Begin Quoted passage

2

I have the following matrices :

EurodistCL.scl

And:

EurodistM.scl

I want to calculate their row-wise pearson correlations and I've tried these pieces of code:

RowCor<- sapply(1:21, function(i) cor(EurodistCL.scl[i,], EurodistM.scl[i,], method = "pearson"))

And:

cA <- EurodistCL.scl - rowMeans(EurodistCL.scl)
cB <- EurodistM.scl- rowMeans(EurodistM.scl)
sA <- sqrt(rowMeans(cA^2))
sB <- sqrt(rowMeans(cB^2))
rowMeans(cA * cB) / (sA * sB)

Both give the same output, a correlation vector of 21 ones.

Although the matrices are clearly highly correlated, they are not perfectly correlated so I would expect some correlation coefficient to be 0.99 or 0.98

Why am I getting only ones? Is something wrong in the code or in the theory?

q0mlm
  • 313
  • 1
  • 3
  • 10

1 Answers1

3

It is because you have only two values in a row. Even random values would give (+ or -) 1. Try this

a <- runif(2)
b <- runif(2)
cor(a, b)

So, it is the theory that is incorrect. Although one can get a coefficient of correlation with two samples, it is of little use.

To estimate correlation coefficient, you need more than two corresponding samples.

End Quoted passage
Begin Supplied entries

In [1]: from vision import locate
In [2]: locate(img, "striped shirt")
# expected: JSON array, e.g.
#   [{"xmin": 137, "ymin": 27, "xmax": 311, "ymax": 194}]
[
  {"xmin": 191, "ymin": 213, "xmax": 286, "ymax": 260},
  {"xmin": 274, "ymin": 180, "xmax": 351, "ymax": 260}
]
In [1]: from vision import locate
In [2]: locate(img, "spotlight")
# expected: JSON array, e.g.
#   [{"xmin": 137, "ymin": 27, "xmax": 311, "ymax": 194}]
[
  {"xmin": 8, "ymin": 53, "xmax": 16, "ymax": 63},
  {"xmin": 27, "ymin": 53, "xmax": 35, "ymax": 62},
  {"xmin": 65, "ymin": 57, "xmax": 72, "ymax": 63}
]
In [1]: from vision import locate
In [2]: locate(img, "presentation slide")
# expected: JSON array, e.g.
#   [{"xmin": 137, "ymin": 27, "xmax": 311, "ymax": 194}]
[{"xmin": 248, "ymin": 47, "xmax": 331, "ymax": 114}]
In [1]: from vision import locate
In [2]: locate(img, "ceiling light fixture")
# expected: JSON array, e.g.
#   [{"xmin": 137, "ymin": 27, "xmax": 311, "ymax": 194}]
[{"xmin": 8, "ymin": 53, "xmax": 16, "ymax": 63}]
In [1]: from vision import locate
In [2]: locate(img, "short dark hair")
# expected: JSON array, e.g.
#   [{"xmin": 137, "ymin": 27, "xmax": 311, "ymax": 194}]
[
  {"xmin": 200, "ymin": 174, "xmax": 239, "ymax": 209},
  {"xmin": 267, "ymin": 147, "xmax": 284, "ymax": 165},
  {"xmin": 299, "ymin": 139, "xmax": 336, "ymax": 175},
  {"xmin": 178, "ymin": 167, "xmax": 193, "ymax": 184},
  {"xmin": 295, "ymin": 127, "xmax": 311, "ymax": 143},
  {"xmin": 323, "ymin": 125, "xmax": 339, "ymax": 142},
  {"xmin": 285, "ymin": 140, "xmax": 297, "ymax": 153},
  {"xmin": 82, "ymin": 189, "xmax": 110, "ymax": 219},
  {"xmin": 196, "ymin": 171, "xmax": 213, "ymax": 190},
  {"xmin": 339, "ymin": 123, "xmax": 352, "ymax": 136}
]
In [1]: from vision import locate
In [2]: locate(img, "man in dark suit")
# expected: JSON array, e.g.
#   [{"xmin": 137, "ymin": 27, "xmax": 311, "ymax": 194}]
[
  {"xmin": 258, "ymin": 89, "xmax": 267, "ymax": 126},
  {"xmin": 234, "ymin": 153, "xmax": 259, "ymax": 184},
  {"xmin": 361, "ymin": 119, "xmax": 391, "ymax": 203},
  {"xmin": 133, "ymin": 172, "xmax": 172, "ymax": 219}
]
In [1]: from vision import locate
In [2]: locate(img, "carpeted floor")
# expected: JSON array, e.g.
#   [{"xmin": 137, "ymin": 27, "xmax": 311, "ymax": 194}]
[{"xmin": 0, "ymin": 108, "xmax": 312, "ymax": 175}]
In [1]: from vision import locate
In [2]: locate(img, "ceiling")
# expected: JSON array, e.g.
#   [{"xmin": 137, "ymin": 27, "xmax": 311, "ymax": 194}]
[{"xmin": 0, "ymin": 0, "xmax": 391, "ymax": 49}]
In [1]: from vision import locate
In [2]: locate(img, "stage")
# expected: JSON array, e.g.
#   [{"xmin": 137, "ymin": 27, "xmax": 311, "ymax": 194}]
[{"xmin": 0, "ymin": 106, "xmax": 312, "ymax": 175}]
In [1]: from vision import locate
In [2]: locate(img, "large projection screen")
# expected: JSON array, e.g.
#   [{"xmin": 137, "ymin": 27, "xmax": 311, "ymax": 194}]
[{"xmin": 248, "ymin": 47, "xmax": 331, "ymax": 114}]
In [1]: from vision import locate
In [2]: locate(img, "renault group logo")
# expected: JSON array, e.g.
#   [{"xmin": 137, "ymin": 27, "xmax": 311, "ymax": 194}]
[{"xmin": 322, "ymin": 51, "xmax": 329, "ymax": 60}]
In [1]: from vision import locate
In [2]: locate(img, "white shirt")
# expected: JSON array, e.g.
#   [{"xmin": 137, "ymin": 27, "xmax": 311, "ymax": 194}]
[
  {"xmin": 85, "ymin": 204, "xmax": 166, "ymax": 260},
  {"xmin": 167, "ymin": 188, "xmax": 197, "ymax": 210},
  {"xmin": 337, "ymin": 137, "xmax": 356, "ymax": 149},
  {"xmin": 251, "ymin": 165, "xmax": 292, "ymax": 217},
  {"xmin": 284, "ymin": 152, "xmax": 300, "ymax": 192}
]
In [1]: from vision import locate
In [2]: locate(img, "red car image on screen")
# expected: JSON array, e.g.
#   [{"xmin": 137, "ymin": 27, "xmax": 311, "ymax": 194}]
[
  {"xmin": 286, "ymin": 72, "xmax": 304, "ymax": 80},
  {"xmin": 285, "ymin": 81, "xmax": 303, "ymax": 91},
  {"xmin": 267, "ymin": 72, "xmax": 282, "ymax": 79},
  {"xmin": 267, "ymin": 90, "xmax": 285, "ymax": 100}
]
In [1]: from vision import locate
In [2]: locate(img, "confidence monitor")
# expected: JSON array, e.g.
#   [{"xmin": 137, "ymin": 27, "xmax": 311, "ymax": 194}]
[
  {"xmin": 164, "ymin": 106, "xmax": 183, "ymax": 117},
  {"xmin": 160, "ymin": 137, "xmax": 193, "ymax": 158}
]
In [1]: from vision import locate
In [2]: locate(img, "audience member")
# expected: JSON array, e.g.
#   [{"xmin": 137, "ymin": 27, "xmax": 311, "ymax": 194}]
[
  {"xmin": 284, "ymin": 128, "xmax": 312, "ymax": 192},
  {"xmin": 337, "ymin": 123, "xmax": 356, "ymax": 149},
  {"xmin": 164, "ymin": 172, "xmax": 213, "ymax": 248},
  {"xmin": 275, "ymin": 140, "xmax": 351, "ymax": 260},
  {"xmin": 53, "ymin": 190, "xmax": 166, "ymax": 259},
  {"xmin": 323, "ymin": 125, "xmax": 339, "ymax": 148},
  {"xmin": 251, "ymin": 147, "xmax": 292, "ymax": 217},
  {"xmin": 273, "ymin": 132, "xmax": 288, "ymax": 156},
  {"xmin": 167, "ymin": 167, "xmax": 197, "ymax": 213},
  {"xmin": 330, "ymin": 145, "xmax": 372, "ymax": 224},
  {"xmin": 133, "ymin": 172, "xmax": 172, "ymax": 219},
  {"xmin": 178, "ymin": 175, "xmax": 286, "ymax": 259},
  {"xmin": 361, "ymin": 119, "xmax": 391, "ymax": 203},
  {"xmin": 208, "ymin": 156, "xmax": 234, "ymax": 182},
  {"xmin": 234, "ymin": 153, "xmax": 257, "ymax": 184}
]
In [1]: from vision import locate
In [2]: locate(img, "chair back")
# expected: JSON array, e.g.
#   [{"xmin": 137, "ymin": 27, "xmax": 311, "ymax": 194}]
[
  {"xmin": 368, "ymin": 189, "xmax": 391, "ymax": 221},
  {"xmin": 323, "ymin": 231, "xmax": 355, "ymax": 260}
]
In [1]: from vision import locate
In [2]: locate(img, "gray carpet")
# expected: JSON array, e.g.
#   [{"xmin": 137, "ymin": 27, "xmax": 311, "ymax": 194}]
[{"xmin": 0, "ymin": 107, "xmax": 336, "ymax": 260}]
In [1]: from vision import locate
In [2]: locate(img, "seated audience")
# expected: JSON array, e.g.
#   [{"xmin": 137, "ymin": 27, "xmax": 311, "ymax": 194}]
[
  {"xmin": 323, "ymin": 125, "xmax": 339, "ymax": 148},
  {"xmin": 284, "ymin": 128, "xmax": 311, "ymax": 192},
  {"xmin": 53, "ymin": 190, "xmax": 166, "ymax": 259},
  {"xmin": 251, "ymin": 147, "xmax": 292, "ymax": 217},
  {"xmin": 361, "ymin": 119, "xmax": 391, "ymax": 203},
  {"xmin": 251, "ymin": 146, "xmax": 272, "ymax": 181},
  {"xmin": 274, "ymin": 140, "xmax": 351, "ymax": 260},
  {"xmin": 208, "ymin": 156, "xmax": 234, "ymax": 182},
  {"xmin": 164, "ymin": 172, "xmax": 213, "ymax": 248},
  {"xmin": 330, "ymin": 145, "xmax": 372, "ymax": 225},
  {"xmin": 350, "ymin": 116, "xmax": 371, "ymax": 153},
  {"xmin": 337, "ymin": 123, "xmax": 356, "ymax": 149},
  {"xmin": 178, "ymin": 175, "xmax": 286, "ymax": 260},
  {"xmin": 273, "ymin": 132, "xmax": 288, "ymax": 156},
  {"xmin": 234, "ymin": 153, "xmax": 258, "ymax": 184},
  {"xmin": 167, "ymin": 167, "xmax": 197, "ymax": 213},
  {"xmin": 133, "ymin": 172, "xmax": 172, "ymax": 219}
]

End Supplied entries
Begin Supplied entries

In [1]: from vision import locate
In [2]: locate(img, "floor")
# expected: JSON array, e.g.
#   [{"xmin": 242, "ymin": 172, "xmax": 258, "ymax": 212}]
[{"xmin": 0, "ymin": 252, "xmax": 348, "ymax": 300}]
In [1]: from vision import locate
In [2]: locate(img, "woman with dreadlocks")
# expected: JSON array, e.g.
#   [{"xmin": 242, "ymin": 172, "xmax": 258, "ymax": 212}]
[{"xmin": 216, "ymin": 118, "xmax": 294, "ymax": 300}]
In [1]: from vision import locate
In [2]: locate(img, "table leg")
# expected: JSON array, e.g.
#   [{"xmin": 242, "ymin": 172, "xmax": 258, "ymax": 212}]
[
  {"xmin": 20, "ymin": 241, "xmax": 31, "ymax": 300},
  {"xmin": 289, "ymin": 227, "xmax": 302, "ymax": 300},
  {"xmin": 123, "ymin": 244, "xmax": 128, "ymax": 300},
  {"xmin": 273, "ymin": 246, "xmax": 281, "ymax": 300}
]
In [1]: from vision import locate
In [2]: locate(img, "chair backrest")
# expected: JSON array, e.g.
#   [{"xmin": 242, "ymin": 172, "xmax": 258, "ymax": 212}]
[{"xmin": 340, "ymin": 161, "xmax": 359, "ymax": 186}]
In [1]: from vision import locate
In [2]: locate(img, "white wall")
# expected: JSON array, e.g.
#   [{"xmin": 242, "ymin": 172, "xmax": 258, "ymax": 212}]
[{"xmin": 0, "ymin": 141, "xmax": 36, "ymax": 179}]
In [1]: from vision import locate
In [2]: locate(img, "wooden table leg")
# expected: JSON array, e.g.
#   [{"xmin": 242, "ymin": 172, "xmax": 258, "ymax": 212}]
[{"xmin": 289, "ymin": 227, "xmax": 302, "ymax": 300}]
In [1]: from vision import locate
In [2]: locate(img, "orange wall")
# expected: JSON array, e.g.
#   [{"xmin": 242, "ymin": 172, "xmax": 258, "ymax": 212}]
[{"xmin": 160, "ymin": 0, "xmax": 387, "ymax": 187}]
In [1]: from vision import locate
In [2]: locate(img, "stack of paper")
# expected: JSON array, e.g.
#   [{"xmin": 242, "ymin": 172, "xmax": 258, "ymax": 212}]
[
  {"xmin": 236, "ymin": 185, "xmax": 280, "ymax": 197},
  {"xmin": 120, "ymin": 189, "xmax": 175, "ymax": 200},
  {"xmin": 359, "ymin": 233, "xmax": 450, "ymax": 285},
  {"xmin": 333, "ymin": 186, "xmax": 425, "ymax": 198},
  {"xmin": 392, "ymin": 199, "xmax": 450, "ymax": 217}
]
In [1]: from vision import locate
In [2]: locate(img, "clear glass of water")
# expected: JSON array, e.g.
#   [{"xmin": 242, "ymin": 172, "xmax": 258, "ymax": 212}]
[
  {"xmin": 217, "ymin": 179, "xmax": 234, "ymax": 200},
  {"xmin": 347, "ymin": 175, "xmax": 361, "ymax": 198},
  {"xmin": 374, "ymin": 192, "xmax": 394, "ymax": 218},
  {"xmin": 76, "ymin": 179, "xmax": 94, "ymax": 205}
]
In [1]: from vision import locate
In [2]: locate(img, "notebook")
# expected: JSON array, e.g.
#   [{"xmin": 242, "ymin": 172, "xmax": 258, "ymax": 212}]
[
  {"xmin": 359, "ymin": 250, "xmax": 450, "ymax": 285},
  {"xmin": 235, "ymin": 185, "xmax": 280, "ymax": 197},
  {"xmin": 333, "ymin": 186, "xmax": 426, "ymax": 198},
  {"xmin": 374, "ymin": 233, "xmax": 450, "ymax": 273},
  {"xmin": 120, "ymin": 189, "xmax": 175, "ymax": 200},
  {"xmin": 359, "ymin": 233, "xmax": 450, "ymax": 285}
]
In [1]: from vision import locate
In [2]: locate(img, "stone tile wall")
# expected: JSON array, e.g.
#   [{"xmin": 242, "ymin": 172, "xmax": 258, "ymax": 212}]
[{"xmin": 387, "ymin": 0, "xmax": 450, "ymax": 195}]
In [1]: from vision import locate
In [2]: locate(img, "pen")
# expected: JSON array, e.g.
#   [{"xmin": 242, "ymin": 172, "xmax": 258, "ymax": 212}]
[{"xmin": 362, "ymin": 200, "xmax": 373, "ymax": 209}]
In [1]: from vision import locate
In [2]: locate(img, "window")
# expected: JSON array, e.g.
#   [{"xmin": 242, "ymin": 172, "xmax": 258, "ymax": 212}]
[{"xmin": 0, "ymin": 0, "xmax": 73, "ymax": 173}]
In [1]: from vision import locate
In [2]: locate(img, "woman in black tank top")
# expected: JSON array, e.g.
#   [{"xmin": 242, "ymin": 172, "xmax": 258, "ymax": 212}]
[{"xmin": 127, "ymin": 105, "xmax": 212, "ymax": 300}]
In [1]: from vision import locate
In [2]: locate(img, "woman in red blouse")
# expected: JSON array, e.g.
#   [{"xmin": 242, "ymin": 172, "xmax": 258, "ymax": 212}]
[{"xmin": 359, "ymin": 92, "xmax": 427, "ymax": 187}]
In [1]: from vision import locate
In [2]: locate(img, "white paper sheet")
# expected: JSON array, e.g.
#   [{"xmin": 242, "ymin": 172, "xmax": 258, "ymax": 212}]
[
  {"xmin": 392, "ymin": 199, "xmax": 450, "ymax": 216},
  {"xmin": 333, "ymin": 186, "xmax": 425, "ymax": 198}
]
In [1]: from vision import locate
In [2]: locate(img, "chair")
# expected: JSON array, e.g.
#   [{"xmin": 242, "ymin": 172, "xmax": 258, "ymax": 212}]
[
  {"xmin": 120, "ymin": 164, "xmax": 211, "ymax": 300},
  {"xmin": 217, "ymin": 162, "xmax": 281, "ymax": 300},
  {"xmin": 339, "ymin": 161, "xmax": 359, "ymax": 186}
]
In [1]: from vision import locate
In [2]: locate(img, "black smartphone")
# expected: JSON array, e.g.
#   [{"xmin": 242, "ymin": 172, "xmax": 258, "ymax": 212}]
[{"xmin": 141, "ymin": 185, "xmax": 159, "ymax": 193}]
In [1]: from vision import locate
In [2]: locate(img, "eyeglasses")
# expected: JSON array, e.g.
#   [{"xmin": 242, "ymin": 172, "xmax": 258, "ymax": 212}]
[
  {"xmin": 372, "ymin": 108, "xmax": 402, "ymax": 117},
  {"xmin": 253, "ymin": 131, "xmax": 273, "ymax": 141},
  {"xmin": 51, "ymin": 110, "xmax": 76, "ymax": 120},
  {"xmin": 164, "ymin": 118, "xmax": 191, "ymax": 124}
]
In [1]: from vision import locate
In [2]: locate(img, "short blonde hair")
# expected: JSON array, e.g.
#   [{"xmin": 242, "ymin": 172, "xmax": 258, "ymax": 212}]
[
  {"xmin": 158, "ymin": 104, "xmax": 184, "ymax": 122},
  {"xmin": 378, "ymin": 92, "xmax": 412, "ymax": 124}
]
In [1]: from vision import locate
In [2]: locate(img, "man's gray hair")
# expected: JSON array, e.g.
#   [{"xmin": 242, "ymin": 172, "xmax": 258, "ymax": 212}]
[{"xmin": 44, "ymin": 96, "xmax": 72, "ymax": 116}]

End Supplied entries
Begin Supplied entries

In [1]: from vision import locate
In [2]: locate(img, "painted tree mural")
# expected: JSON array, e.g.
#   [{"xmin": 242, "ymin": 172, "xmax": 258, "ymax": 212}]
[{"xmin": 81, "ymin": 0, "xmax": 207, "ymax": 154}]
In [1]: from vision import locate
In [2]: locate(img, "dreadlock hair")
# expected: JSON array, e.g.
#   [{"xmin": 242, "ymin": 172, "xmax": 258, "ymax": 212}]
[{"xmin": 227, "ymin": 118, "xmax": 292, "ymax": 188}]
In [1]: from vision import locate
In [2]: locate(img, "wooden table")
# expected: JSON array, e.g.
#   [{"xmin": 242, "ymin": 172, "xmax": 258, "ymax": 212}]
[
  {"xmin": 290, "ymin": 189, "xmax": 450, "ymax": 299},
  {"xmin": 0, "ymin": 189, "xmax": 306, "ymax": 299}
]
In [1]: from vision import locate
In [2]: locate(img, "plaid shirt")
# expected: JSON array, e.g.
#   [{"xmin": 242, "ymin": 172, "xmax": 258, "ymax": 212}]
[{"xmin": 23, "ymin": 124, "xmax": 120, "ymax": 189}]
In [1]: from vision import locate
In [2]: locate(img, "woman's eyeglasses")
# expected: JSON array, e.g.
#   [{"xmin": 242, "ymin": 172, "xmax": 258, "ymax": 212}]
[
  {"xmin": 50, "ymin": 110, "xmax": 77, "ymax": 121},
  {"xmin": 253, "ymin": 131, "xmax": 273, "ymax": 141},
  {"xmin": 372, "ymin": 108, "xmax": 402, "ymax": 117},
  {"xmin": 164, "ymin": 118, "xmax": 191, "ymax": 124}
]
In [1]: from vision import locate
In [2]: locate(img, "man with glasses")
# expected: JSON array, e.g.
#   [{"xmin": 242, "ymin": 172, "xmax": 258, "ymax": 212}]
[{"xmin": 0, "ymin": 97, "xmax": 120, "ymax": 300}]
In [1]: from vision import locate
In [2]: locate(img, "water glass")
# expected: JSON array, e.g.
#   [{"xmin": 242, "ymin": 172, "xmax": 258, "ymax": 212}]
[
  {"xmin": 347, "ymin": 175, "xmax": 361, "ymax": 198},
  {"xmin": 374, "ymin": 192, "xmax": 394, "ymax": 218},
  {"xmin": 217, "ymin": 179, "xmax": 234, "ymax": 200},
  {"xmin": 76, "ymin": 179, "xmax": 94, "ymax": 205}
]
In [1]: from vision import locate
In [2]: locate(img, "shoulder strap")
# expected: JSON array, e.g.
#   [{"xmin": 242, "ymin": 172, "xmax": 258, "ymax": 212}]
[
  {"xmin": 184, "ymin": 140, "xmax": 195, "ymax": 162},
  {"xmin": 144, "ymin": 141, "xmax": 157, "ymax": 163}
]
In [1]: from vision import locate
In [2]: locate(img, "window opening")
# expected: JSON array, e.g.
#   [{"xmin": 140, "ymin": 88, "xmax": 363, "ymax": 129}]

End Supplied entries

Aim: Edit the row-wise correlation question from "RowCor<- sapply(1:21, function(i)" to "sB <- sqrt(rowMeans(cB^2))", changing "cA" to "centA" throughout that part.

The output:
RowCor<- sapply(1:21, function(i) cor(EurodistCL.scl[i,], EurodistM.scl[i,], method = "pearson"))

And:

centA <- EurodistCL.scl - rowMeans(EurodistCL.scl)
cB <- EurodistM.scl- rowMeans(EurodistM.scl)
sA <- sqrt(rowMeans(centA^2))
sB <- sqrt(rowMeans(cB^2))